== GIVEN INFORMATION

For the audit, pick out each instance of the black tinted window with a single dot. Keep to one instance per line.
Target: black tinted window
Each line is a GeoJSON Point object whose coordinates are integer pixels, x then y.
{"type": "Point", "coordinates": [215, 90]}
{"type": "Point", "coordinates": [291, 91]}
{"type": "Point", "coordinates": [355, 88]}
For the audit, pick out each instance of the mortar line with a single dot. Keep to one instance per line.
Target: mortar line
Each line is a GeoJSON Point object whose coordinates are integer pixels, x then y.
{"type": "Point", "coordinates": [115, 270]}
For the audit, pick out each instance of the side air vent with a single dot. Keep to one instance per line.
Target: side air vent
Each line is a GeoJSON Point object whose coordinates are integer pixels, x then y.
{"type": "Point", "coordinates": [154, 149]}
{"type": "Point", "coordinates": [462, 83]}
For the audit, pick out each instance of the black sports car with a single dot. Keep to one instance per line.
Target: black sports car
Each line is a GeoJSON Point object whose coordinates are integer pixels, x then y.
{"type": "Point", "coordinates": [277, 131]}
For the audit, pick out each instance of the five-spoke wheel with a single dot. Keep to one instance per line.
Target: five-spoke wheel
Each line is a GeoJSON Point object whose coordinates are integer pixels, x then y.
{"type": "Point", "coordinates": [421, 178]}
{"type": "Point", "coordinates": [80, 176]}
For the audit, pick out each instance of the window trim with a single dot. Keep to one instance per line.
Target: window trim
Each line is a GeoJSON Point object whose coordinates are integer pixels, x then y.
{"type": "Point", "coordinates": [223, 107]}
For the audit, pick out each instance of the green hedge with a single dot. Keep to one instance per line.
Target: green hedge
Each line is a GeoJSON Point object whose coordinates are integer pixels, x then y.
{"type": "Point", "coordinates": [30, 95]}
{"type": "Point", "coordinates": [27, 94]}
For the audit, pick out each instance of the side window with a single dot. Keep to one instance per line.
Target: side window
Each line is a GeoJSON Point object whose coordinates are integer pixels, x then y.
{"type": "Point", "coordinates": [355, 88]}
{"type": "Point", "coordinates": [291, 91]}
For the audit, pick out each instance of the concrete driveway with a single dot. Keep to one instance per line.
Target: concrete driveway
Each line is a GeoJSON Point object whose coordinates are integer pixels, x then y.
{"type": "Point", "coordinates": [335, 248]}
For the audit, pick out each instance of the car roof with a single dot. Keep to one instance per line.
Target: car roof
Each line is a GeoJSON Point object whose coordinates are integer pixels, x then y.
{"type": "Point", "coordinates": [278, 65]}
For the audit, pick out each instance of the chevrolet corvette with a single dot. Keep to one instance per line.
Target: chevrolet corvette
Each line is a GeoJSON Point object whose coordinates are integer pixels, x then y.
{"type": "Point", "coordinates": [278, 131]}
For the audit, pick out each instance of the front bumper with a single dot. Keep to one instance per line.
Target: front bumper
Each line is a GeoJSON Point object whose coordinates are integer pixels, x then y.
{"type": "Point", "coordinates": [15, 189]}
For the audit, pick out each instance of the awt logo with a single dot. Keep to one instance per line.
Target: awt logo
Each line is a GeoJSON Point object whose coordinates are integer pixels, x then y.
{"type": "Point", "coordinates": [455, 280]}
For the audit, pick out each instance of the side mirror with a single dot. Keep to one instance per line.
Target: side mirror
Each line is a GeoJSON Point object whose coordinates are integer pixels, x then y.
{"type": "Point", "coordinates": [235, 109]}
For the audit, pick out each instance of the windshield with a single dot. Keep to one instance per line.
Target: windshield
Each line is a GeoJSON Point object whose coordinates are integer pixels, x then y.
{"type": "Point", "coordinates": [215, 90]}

====

* _YOUR INSTRUCTIONS_: Search the material above for "roof". Pull out each line where it shows up.

* _YOUR RESPONSE_:
For the audit, pick out each instance of the car roof with a single dot. Keep to one instance per line.
Target: car roof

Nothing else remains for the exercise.